1) Featured Collectors Club
Highlighting clubs of interest to collectors.
Business Card Collectors
Welcome, fellow business card collectors and those who are interested in becoming a part of this fascinating hobby. If you are a collector who just stumbled onto our site, then you are probably thrilled to discover that YES, there really ARE other folks who collect business cards! There are more of us than you ever imagined. The Internet has provided a wonderful opportunity for us to connect with each other, share ideas, exchange cards, and benefit from the combined knowledge of many.
The International Business Card Collectors formed in 1999, utilizing the Internet for easy, fast, and economical communication and networking. Our goal is to bring collectors together, to educate, and to entertain. There is no charge for membership, and the basic requirement is to join our mailing list (how we communicate with each other). For more information, Click Here:
Are you interested in paper collectibles? Take a look at:
If you are a member of a collectors club or you are looking for collectors with similar collecting interests, check out our new Collectors Club Directory at:
2) After you read these stories, tell us your interesting story. Send your story to firstname.lastname@example.org and we may publish it here . We want to hear any interesting or unusual stories you would like to share with us
that are related to collecting or anything vintage.
Like most of your readers, I have enjoyed reading the stories of antiques which are frequently used. I take great pleasure in using the antiques in our household, often holding an item and wondering who first owned it, and what they served in the container, or how they used it. What fun to use an item for a holiday meal and think about how many holiday tables that item has graced over the years -- sort of a continuity of the generations. Let's use our antiques so our children and grandchildren will have memories when THEY inherit them! My favorite item is an antique Victorian oak dining room set, inherited by my mother from her great (5 times) aunt. When it came to our house I was just a very young child. Like most Victorians, my aunt had either painted or shellacked everything in the house every spring, so you couldn't tell what the table, chairs, china closet and buffet looked like...I remember my dad using toothpicks to clean the delicate scroll work until you could see the wonderful carvings of lion's heads, and angel's heads and wings....What a change! Now my children and I enjoy these pieces every day. How nice that we can reach back over the generations and continue our family heritages! Enjoy! Sincerely, Emily P
HI, When I had some antique baby clothes I wanted to display, my husband remodeled a hollow core door in our house. We put the clothes in there, arranged as we wanted them, and then he added a frame and glass. So, it looked like a huge picture frame---it worked well. pr
In 1913, when my mother graduated from eighth grade, her parents gave her a moonstone and garnet ring, fashioned with the moonstones in a swirl, and the garnets on either side. When I graduated from eighth grade, she gave it to me, and I presented it to my daughter when she passed eighth grade in 1989.
Several years later, I received a package from my godmother, who lived in Hawaii. In it was a bracelet that exactly matched my mother's garnet ring. The accompanying letter explained that when my mother and my godmother met (in the 1930's, when their husbands were stationed together in the Army), they had discovered that mother's ring, and "Bettie's" bracelet matched. My godmother wanted me to have the bracelet, and she asked if I still had the ring.

:: GIVEN ENTRIES ::
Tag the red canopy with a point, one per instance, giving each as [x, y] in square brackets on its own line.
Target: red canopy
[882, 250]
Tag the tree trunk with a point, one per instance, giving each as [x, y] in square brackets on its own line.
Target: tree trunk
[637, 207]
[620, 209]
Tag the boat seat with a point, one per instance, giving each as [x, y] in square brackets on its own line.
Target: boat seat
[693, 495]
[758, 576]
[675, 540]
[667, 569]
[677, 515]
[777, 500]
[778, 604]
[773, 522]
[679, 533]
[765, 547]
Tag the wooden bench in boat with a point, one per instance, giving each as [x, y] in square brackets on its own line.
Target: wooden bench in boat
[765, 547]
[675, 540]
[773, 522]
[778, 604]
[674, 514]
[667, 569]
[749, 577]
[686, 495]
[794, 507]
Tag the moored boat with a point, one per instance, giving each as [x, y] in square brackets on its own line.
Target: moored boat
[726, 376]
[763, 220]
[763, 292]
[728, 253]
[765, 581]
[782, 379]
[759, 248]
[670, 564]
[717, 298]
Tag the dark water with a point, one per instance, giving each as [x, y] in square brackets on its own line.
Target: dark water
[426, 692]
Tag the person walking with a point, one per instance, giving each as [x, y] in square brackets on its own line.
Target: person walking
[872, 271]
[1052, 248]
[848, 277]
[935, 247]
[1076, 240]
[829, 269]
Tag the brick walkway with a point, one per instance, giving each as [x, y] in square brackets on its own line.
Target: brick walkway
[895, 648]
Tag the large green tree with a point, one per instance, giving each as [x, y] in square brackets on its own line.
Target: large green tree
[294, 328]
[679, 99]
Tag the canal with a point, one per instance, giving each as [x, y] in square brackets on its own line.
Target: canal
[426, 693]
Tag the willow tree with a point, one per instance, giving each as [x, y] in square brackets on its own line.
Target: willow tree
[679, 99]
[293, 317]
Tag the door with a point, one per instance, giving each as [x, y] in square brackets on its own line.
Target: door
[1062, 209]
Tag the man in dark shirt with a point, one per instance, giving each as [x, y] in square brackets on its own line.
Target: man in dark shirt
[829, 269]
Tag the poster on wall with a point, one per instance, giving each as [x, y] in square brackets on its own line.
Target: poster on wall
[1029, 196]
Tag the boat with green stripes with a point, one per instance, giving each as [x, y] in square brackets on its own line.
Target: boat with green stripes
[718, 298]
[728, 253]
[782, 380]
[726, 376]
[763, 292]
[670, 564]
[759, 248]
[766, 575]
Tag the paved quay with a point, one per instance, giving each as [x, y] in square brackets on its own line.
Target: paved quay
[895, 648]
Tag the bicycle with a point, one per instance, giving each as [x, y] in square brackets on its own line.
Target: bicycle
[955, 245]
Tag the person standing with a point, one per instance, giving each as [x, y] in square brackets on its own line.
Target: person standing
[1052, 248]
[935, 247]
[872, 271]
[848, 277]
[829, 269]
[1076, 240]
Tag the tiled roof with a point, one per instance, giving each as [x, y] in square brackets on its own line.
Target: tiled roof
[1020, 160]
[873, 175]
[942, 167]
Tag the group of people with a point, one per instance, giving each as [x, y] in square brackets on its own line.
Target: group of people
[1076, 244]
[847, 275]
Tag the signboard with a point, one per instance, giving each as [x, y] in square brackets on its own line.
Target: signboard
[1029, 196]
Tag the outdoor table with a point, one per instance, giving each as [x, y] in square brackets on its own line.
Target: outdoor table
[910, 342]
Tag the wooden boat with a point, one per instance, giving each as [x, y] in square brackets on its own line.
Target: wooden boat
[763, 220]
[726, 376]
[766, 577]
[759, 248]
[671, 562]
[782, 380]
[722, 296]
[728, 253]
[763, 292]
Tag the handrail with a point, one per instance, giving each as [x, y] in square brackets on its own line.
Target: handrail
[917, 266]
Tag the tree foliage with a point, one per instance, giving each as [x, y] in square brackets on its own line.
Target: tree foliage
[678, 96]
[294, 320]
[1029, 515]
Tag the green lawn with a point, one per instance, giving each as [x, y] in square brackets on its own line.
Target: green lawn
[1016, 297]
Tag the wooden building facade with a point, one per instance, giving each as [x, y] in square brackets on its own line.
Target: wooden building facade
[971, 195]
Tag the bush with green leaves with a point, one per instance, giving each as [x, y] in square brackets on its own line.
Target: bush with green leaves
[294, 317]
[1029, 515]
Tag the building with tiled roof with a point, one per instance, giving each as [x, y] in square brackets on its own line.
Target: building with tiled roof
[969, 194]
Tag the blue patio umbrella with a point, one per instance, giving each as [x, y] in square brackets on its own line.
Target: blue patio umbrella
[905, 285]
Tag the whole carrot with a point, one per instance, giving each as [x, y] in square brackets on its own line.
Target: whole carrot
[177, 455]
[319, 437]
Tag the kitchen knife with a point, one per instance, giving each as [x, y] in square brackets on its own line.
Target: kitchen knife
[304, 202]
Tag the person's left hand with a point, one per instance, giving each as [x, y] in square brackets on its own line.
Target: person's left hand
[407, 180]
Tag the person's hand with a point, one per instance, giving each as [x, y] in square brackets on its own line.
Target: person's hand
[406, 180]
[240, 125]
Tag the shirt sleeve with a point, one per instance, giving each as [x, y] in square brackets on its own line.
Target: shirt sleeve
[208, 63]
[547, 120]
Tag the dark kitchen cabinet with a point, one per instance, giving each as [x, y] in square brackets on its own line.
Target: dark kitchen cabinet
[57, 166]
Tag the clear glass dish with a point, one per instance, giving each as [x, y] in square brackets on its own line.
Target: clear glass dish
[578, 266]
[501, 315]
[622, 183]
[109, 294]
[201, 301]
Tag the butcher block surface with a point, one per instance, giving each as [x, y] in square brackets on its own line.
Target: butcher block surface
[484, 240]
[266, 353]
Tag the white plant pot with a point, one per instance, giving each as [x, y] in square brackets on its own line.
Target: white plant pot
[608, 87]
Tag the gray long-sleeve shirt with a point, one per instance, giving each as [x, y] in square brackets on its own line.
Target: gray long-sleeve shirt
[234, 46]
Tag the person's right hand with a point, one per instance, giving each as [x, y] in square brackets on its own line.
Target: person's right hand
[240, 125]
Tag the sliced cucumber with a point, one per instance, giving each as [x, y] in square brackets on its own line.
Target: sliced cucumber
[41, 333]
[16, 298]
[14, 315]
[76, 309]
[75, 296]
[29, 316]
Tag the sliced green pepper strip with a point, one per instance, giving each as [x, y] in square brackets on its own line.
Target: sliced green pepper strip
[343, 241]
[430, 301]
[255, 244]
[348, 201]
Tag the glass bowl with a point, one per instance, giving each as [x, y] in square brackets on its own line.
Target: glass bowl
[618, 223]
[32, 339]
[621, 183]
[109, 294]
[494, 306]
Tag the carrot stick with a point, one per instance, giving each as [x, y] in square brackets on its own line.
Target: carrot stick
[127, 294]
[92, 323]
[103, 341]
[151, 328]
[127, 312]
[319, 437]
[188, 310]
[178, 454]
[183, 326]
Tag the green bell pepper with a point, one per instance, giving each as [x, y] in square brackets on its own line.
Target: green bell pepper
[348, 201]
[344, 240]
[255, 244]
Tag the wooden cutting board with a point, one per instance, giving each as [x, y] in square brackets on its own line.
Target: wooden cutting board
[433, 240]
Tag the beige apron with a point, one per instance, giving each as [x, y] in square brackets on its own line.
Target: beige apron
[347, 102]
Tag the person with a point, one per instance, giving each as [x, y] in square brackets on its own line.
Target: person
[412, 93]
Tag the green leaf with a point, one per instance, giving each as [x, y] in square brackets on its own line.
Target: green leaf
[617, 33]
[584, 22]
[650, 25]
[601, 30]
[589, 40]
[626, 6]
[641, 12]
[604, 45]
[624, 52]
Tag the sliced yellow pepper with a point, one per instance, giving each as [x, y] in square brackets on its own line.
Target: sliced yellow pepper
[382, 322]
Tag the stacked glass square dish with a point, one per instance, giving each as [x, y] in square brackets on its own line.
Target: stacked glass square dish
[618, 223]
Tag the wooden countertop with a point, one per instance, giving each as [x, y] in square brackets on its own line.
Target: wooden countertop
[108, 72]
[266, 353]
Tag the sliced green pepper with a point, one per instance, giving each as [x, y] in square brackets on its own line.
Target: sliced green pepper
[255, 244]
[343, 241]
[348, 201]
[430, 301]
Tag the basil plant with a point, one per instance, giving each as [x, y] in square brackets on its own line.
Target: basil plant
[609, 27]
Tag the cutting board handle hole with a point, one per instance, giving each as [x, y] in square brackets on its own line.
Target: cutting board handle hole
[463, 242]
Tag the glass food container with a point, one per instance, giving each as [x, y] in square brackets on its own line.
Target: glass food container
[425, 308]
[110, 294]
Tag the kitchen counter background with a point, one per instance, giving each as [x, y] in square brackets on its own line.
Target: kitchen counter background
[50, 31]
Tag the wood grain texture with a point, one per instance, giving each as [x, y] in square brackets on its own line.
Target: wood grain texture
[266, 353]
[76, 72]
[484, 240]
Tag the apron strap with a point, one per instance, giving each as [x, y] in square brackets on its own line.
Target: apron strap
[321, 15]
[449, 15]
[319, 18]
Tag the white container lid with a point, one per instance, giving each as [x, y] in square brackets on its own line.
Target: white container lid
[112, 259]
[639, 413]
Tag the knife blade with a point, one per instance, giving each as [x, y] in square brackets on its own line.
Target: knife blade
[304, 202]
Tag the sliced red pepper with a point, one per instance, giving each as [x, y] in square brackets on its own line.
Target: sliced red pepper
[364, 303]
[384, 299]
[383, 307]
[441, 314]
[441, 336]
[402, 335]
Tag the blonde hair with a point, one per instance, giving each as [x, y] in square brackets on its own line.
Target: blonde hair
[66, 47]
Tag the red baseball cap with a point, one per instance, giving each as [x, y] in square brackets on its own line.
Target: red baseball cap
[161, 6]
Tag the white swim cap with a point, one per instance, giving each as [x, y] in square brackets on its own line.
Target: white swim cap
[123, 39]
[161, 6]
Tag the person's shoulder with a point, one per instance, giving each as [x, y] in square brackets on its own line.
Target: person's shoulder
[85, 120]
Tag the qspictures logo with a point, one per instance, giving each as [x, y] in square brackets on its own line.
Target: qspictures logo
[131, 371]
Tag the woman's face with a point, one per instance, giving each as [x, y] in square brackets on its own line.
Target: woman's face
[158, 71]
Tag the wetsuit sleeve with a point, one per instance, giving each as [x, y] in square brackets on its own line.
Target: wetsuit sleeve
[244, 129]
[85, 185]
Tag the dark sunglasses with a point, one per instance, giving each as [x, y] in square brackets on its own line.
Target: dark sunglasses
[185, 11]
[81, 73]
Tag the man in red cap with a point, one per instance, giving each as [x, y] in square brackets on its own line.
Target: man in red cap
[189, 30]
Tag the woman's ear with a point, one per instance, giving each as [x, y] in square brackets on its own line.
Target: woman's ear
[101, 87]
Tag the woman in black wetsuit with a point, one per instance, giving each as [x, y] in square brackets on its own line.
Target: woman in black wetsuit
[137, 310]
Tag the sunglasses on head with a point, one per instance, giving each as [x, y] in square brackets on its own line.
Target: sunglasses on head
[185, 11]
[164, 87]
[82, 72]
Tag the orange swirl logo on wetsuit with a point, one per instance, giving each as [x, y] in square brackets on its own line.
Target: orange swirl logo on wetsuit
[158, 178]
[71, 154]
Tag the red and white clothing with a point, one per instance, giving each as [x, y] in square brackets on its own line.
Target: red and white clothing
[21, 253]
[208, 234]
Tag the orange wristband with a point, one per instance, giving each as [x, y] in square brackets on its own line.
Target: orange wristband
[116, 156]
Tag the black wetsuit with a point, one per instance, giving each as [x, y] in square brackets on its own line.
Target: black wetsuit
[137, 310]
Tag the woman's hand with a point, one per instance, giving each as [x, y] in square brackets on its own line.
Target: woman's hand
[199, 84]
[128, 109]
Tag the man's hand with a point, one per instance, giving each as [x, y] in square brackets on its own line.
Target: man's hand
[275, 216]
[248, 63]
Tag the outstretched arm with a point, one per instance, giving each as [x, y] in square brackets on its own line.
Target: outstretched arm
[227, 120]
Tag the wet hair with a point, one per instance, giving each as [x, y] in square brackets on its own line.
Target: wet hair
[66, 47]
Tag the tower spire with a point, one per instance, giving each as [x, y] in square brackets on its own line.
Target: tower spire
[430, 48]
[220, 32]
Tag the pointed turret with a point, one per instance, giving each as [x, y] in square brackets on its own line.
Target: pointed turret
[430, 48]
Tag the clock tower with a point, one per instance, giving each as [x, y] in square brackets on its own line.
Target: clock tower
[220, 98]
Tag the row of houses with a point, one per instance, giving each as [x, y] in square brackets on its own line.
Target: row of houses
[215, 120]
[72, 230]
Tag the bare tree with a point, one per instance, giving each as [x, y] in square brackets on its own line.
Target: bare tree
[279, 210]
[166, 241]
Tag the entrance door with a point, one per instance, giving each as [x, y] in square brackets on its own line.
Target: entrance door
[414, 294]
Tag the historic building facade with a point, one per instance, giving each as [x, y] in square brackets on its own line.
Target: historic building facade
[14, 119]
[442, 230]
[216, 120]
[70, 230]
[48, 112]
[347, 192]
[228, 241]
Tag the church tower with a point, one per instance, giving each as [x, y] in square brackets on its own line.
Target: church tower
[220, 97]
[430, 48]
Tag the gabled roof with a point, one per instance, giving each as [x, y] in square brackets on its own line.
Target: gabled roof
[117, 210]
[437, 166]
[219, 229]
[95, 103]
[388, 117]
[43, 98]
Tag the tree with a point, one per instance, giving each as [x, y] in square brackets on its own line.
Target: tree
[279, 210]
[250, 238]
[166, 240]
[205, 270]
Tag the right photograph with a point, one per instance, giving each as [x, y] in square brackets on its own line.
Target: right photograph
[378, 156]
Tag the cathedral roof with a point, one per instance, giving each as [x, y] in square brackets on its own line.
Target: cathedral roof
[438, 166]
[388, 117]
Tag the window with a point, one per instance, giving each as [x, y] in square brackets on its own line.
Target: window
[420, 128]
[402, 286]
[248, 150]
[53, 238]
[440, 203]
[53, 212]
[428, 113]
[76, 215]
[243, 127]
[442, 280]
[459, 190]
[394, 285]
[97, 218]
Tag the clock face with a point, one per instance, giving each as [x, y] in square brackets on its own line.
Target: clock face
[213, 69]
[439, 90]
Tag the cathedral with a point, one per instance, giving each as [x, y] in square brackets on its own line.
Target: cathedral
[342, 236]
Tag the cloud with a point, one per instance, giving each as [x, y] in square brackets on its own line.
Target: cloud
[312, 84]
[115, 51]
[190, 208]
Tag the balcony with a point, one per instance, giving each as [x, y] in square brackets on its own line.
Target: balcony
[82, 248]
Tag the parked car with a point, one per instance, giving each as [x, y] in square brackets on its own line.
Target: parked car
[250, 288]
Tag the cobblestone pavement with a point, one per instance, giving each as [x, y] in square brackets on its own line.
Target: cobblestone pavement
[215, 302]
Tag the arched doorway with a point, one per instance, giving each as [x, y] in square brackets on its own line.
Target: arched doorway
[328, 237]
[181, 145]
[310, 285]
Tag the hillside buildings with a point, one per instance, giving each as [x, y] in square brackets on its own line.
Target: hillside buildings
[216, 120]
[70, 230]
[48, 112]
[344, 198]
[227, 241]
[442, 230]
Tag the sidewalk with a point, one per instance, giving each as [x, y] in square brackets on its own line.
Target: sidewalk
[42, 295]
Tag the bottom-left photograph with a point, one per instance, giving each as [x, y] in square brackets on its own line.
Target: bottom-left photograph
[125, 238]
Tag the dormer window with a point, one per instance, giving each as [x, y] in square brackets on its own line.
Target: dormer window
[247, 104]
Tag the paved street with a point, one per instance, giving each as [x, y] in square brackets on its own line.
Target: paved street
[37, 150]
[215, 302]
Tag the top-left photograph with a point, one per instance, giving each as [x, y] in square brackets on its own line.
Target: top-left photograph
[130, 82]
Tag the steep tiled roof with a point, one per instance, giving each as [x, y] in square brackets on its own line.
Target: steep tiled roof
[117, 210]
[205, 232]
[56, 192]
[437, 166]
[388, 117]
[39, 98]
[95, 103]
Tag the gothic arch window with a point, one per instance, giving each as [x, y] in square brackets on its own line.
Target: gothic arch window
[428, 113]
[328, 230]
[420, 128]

:: AIM OF THE TASK ::
Put this sentence from the collectors club page into Spanish: "Our goal is to bring collectors together, to educate, and to entertain." None of the entries has any bearing on this.

:: COMPLETED TASK ::
Nuestro objetivo es reunir a los coleccionistas, educar y entretener.